● Source document:
'''

Friday, 18 Sep 2009
Friday, 18 Sep 2009
OpenOffice.org 3.2 introduces a new set of document icons (a.k.a. mime type icons). The new set gives ODF documents a clean and unique visual identity, and removes any product or vendor specific brand.
In addition to reasons given in the ESC meeting on March 09, 2009, I would like to underline why it is important to strengthen the ODF brand at all.
End users hardly ever know that they use ODF, and if they do, they usually don't care too much. Is this something we should worry about? Yes. But what is the issue? In one word: Awareness.
Take a look at popular file formats, like JPEG, MP3 or PDF. In terms of awareness, they are well known. This makes users drive demand for their support. Imagine a digital photo frame that wouldn't support JPEG, a digital audio player without MP3 support, or a PC that cannot (by no means) display PDFs. Who would want to have this stuff?
How can we get end users to demand ODF support in a similar fashion? What can be done to raise the awareness of ODF? "Marketing" seems to be part of the answer, but what exactly do we want to market? Which particular visuals do you pick representing ODF so that end users recognize it in their daily life? How does the official ODF community logo translate to the large variety of different visuals used for ODF files on desktops?
A core strength of ODF - being supported by many applications - at the same time is a disservice to the ODF brand. Each and every ODF application uses their own set of ODF icons. That's more to the benefit of each of the applications, or the application vendors, than to ODF's. It gives users a fragmented impression of the ODF brand.
That's why we need to unify the ODF brand experience across all ODF applications and their vendors, starting where most users meet ODF: on their desktops. We want users to perceive ODF as the primary attribute of their documents. By doing so, we unify the ODF experience across applications - we continue to compete on application features, distributions, services, etc. But it becomes apparent to the user, that we all speak one language: ODF.
Last but not least, the unified icon set also takes into account that users collaborate more and more, where information (document) sharing is essential. A wide adoption of the new icon set conveys a strong sense of interoperability between users of different applications.
The new icon set deliberately puts "ODF" on top of the document icon. The distinction between different file types (text document, spreadsheet, presentation, ...) still exists, but has been toned down. Most important, we removed any product specific brand elements (the seagulls), and we eliminated any vendor related design (the "S" curve and specific colors).
The result is a very clean and modern icon set:
On one hand it gives ODF a unique and easy to recognize identity, while on the other hand it competes well in today's attention-grabbing icon-o-mania on user's desktops. BTW "desktop" also refers to typical folders, like "My Documents" or a user's home directory on Linux.

'''

● Items:
'''

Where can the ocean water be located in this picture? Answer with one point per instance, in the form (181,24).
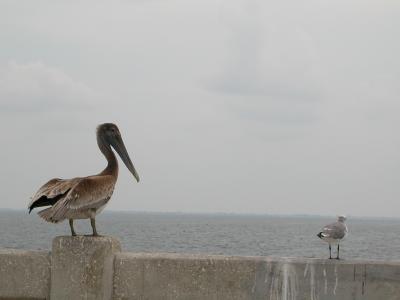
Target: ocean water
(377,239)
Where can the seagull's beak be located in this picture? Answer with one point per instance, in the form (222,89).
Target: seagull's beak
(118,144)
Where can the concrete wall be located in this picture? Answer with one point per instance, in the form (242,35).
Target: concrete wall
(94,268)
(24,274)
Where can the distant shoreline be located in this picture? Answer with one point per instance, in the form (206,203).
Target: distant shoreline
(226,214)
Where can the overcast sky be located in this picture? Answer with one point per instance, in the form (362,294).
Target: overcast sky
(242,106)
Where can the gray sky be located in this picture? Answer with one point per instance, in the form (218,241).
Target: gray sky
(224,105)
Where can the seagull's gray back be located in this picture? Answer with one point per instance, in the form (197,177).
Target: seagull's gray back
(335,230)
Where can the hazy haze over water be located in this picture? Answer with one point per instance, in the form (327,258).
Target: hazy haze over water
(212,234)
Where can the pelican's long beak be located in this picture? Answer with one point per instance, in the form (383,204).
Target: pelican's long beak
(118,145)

'''
'''

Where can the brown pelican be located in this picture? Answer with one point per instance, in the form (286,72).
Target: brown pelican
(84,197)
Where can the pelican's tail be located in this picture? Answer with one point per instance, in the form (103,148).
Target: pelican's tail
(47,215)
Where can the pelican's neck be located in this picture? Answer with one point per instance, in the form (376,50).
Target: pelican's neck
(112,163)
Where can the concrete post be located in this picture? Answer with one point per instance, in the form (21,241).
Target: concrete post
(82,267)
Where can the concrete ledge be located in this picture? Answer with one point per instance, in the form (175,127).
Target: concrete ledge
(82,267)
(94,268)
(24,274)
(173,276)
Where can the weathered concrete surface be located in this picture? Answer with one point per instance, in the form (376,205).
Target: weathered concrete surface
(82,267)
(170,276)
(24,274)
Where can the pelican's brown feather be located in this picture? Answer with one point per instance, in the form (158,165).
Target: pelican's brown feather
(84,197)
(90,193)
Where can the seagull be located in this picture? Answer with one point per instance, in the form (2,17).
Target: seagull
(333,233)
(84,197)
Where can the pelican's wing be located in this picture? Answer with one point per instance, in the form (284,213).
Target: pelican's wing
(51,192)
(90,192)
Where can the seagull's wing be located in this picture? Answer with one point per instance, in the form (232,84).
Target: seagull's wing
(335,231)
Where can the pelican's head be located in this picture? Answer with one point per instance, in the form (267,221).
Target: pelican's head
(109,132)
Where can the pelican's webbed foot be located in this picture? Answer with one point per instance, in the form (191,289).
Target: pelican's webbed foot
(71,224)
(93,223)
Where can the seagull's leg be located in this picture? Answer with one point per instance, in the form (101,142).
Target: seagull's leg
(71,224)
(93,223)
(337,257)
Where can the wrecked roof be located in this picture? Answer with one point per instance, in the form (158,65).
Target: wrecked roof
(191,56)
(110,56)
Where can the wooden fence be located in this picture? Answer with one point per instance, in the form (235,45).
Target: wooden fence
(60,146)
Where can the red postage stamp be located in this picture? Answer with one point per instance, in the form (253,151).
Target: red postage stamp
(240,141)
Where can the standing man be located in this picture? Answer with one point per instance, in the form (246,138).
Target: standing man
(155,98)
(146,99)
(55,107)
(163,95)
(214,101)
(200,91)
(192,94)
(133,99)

'''

● What the exercise asks: Reproduce the part of the ODF icon article between "Take a look" and "files on desktops?", inclusive. The listing comes from an unrelated source.

● Correct result:
Take a look at popular file formats, like JPEG, MP3 or PDF. In terms of awareness, they are well known. This makes users drive demand for their support. Imagine a digital photo frame that wouldn't support JPEG, a digital audio player without MP3 support, or a PC that cannot (by no means) display PDFs. Who would want to have this stuff?
How can we get end users to demand ODF support in a similar fashion? What can be done to raise the awareness of ODF? "Marketing" seems to be part of the answer, but what exactly do we want to market? Which particular visuals do you pick representing ODF so that end users recognize it in their daily life? How does the official ODF community logo translate to the large variety of different visuals used for ODF files on desktops?